[Rohdatensätze]
■ ■ ■ ■ ■ ■ ■

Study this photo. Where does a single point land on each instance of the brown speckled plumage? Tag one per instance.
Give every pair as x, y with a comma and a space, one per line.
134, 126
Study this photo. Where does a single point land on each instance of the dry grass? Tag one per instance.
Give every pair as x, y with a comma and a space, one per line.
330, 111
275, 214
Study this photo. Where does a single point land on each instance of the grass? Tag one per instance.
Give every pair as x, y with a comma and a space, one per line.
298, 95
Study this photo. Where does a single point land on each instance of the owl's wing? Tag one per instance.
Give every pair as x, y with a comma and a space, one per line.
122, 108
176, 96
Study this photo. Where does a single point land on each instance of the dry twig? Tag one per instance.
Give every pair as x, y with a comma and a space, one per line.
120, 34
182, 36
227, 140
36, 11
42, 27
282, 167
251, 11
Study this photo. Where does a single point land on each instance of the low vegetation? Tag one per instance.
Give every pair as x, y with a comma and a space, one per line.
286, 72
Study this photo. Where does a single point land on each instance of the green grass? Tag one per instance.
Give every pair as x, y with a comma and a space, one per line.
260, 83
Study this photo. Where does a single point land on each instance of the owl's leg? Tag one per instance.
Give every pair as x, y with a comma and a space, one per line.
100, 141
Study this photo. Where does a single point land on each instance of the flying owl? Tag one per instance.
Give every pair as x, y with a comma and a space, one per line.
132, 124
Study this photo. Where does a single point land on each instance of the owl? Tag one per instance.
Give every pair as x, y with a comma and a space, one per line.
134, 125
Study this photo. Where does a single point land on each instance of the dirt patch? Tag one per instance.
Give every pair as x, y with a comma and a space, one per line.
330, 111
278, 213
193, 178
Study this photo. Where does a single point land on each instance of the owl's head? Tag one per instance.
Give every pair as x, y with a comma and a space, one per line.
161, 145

■ ■ ■ ■ ■ ■ ■

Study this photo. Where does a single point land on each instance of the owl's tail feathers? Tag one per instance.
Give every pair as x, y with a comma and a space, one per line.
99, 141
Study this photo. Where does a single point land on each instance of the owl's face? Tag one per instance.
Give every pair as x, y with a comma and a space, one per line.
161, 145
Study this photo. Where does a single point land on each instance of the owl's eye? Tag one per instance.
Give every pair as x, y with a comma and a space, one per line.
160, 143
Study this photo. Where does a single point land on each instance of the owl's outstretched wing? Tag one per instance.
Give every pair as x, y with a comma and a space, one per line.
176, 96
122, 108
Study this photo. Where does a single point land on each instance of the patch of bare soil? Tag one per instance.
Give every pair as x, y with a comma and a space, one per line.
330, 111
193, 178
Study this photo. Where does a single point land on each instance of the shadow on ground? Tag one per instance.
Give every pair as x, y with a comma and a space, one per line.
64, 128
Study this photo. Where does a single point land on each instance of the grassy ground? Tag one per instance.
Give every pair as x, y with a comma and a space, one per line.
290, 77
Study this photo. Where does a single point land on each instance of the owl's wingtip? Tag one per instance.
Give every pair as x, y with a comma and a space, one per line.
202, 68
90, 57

■ ■ ■ ■ ■ ■ ■

Aufgabendetails | Suchen Sie jede Zeile der Datensätze heraus, die die Zeichenfolge „patch“ enthält, und schreiben Sie diese Zeilen ab. Achten Sie dabei auf Groß- und Kleinschreibung.

Lösung zur Aufgabe |
Study this photo. Where does a single point land on each instance of the dirt patch? Tag one per instance.
Study this photo. Where does a single point land on each instance of the patch of bare soil? Tag one per instance.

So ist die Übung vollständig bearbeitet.